Texto de origen:

────────────────────

ISBN: 8496775240. ISBN-13: 9788496775244
Un cadáver
tendido sobre el techo
González Requena invita en Amor
loco en el jardín: la diosa que habita el cine de Buñuel a “apartarse de ese manido tópico que proclama a
Buñuel el cineasta de la libertad por antonomasia”. Las
películas de Buñuel enuncian, literalmente, la
emergencia de un foco de pánico que se sitúa en el polo opuesto de la libertad
absoluta a la que han sido asociadas. No es otra la radical tesis del último
trabajo de González Requena. La etiqueta, indiscutible por lo demás, de
“cineasta surrealista por antonomasia”, sostiene el autor, ha funcionado, en la
práctica, paralizando el análisis de los textos buñuelescos.

────────────────────

[Extractos de un conjunto de datos de segmentación]
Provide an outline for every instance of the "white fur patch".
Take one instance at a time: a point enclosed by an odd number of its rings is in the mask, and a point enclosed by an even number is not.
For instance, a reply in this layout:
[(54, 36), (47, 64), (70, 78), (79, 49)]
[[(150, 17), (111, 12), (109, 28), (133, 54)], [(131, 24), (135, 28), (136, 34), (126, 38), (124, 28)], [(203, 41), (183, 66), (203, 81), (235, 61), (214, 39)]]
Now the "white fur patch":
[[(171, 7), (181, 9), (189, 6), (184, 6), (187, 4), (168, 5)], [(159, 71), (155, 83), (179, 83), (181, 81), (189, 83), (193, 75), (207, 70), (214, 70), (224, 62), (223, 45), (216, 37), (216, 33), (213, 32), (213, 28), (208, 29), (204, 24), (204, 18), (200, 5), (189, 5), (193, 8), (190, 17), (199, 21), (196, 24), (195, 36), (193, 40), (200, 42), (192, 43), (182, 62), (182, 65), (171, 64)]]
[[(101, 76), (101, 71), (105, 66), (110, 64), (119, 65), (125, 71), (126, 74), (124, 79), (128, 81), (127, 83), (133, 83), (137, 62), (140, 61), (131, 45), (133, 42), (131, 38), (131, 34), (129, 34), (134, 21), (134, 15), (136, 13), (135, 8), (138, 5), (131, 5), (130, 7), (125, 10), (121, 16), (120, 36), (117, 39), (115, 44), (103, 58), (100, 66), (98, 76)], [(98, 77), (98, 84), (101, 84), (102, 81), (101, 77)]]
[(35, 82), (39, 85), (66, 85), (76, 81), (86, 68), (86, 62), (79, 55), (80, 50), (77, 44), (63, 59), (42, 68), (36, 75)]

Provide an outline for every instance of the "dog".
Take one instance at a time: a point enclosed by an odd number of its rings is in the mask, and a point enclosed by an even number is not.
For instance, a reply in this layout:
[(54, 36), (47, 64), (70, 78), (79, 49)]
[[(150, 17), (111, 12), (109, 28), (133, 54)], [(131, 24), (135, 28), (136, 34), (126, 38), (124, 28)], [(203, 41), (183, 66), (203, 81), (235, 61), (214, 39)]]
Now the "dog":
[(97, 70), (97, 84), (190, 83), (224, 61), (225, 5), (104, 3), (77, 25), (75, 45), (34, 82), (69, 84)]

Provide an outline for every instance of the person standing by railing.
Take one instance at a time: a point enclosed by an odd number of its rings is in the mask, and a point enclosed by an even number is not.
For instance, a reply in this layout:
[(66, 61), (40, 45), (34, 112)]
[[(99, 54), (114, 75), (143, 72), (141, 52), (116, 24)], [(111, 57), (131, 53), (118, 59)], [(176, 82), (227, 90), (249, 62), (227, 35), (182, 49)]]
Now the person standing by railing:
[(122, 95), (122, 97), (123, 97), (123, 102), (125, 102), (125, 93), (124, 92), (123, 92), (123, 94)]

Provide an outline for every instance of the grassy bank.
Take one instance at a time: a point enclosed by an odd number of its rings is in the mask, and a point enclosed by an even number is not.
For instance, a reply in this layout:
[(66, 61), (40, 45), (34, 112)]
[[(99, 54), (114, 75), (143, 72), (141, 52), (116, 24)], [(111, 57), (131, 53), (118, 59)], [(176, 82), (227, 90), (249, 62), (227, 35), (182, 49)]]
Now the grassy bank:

────────────────────

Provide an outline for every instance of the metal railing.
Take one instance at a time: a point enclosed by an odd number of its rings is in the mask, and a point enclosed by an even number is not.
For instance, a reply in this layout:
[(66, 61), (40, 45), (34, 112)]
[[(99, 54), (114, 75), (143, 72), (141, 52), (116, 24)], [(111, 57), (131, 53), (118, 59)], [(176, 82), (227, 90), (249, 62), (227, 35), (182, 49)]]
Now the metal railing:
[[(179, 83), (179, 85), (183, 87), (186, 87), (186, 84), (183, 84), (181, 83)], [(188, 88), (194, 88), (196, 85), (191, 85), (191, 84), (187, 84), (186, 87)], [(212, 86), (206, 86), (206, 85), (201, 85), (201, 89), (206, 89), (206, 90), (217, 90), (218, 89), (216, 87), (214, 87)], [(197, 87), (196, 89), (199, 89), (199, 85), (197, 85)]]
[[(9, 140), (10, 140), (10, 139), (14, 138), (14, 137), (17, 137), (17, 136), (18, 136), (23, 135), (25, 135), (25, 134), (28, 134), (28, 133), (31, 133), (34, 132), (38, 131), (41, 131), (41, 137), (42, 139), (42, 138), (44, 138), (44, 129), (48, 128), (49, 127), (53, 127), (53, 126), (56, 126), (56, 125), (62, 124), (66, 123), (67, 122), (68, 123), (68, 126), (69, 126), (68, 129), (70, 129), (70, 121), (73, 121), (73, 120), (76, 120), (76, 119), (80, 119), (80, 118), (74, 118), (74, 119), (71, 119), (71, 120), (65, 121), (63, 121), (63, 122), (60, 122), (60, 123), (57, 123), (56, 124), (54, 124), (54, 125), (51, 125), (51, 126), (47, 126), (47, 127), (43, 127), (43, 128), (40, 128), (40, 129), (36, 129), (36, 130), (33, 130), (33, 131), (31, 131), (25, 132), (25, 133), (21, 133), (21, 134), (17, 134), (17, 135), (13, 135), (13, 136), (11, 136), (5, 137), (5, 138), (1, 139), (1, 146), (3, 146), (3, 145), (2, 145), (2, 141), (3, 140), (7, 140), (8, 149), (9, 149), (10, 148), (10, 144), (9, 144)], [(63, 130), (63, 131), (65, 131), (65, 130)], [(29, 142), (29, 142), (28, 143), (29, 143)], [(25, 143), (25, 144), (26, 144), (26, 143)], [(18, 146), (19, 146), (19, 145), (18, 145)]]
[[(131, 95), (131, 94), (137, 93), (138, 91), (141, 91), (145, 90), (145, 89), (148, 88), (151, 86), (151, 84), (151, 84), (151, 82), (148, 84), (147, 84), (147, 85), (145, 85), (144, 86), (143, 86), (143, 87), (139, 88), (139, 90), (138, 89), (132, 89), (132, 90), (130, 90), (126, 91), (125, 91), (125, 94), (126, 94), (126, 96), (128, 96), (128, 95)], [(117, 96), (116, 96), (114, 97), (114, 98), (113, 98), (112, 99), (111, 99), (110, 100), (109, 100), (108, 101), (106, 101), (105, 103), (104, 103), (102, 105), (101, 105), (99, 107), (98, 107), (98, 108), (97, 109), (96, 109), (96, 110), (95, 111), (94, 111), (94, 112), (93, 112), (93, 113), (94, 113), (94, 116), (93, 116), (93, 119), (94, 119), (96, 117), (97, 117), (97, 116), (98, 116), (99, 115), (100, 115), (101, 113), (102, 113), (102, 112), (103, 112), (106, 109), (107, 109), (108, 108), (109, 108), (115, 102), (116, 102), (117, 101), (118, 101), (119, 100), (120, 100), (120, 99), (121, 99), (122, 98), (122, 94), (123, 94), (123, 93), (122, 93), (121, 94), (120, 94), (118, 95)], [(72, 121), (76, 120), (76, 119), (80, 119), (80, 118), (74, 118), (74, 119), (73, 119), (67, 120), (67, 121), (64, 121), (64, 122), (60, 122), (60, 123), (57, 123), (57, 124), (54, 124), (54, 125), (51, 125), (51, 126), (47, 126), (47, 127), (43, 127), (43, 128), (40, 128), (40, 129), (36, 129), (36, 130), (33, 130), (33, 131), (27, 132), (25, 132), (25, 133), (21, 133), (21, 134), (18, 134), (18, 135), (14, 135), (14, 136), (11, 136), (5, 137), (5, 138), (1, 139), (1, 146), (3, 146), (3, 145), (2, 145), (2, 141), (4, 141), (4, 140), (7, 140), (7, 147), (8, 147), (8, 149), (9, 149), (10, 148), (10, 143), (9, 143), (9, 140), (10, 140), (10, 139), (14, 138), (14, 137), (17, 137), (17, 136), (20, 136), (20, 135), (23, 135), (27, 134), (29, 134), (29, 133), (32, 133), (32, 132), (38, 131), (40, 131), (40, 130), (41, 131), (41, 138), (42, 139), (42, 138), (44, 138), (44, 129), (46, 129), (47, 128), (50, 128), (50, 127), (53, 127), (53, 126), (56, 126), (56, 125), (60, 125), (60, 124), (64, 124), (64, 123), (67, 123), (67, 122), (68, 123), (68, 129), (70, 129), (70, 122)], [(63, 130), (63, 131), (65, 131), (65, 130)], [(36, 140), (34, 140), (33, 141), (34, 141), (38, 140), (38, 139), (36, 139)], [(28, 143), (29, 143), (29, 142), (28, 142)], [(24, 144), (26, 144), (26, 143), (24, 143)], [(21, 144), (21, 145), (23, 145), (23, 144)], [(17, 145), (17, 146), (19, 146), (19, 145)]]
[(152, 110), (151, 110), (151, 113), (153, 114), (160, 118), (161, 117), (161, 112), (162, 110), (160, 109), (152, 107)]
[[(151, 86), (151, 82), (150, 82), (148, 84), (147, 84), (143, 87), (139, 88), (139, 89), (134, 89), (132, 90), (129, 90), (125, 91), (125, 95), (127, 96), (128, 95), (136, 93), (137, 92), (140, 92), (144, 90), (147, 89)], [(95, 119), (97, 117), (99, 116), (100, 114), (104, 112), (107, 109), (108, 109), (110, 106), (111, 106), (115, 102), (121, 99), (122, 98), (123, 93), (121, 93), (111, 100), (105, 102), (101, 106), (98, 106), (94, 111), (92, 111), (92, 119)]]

────────────────────

Qué hacer:
1 - Reescribe el fragmento sobre Buñuel entre "ISBN: 8496775240. ISBN-13: 9788496775244" y "los textos buñuelescos.", ambos incluidos, y sustituye "libertad" por "autonomía" cada vez que aparezca.
2 - Señala y copia cada línea de los registros que contenga la cadena "every", distinguiendo mayúsculas de minúsculas.
El texto y los registros son materiales independientes entre sí.

Tareas resueltas:
1 -
ISBN: 8496775240. ISBN-13: 9788496775244
Un cadáver
tendido sobre el techo
González Requena invita en Amor
loco en el jardín: la diosa que habita el cine de Buñuel a “apartarse de ese manido tópico que proclama a
Buñuel el cineasta de la autonomía por antonomasia”. Las
películas de Buñuel enuncian, literalmente, la
emergencia de un foco de pánico que se sitúa en el polo opuesto de la autonomía
absoluta a la que han sido asociadas. No es otra la radical tesis del último
trabajo de González Requena. La etiqueta, indiscutible por lo demás, de
“cineasta surrealista por antonomasia”, sostiene el autor, ha funcionado, en la
práctica, paralizando el análisis de los textos buñuelescos.

2 -
Provide an outline for every instance of the "white fur patch".
Provide an outline for every instance of the "dog".
Provide an outline for every instance of the person standing by railing.
Provide an outline for every instance of the grassy bank.
Provide an outline for every instance of the metal railing.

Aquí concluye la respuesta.